> _Exercise directions_:
Find the line below with "Target: wooden panel" and the line with "Target: black trousers". Output them and the lines between, exactly, but not the pictures.
--- Provided material ---
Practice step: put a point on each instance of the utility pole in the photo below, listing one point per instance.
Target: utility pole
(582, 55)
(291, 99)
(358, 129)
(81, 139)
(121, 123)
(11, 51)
---
--- Provided material ---
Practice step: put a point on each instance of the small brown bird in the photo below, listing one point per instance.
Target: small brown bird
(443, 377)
---
--- Provided material ---
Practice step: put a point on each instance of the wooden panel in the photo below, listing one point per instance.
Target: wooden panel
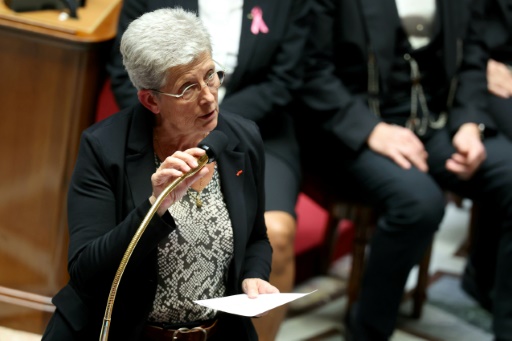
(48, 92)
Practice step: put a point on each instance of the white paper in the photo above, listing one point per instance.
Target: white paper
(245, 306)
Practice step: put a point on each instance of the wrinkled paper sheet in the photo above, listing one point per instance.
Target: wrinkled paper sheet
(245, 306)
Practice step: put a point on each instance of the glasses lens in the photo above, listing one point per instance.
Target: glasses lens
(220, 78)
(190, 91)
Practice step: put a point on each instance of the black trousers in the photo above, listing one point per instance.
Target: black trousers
---
> _Response to this exercise_:
Target: wooden panel
(48, 92)
Practice step: put a point on each instance of the white paper in the photo above, listing one point per instance.
Target: white paper
(245, 306)
Practice step: put a point on each instance of the wrinkled paper sheet in the photo above, listing one point per instance.
Target: wrinkled paper sheet
(245, 306)
Practice step: put a point on each instance of the glasses lens in the photo above, listing one point per instance.
Target: glasses lens
(220, 78)
(190, 91)
Practice step: put a point on each instance of the black trousers in the photo above, listing one point per instance.
Target: black trousers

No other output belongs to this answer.